Page extract:
━━━

Ideally, this new mathematician should also have devoted approximately the same number of works to the same mathematical domains as Hermite did. Indeed, as my second case-study shows, mathematical domains are not indifferent to the matters of specificities of words and grammatical categories.

3 The theory of algebraic surfaces

Turning now to the theory of algebraic surfaces, the corpus of reference is made of all the papers dealing with this subject, written in German and published in Mathematische Annalen between 1869 and 1898.⁠¹⁵⁠The results of the present section come from [⁠8⁠ F. Lê, Le théorie des surfaces algébriques dans les Mathematische Annalen à l’épreuve de la textométrie (1869–1898). Rev. Histoire Math. 28, 1–45 (2022) ]. This represents 75 papers and 632,926 words. A notable difference with the Hermite–Jordan case is that the corpus is a collective one: 26 authors are to be counted, the most prolific of whom are Alfred Clebsch (1833–1872) and Rudolf Sturm (1841–1919), with 6 and 7 papers, respectively.

When tackling this corpus on algebraic surfaces, the issue was not to deal with the notion of style. My intention was to see what original information on the corpus could be brought by textometric techniques, by investigating the words of natural language, the punctuation marks and the symbols $*$ and # standing for mathematical formulas.

To get a first view on the corpus, let us consider the common nouns and the proper nouns that appear the most (see Table ⁠3⁠).

*Table 3:*
The most frequent lemmas of common nouns and proper nouns in the corpus on algebraic surfaces.
Common nouns	Freq.	Proper nouns	Freq.

━━━

Exercise 1:
According to the passage on algebraic surfaces, how many papers and words make up the corpus?
Exercise 2:
From the passage on algebraic surfaces, reproduce the text from "When tackling this" up to and including "(see Table ⁠3⁠).".

Dataset content:
━━━

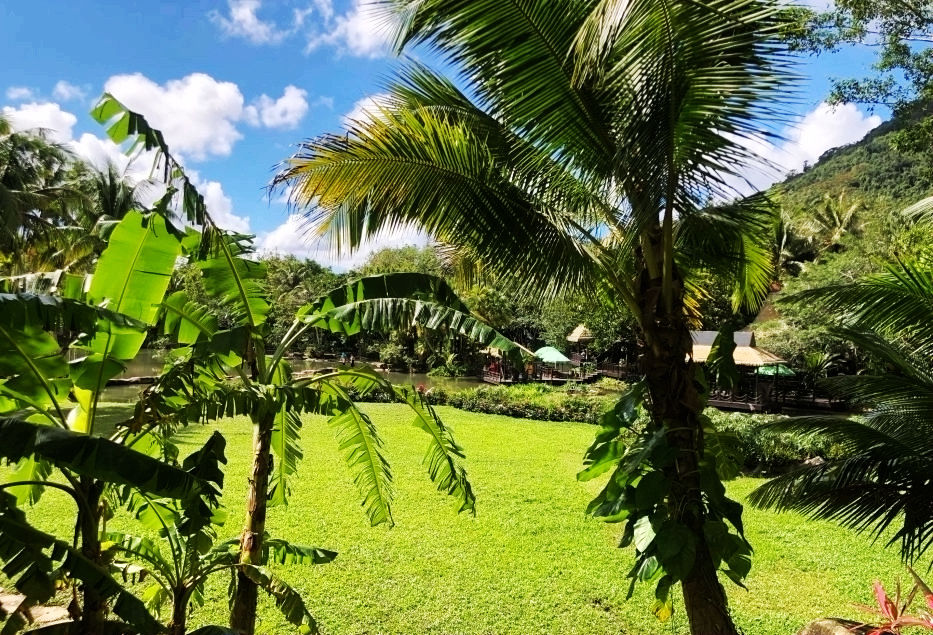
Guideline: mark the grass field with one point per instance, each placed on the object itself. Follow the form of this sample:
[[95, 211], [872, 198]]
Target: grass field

━━━

Output 1:
75 papers and 632,926 words.

Output 2:
When tackling this corpus on algebraic surfaces, the issue was not to deal with the notion of style. My intention was to see what original information on the corpus could be brought by textometric techniques, by investigating the words of natural language, the punctuation marks and the symbols $*$ and # standing for mathematical formulas.

To get a first view on the corpus, let us consider the common nouns and the proper nouns that appear the most (see Table ⁠3⁠).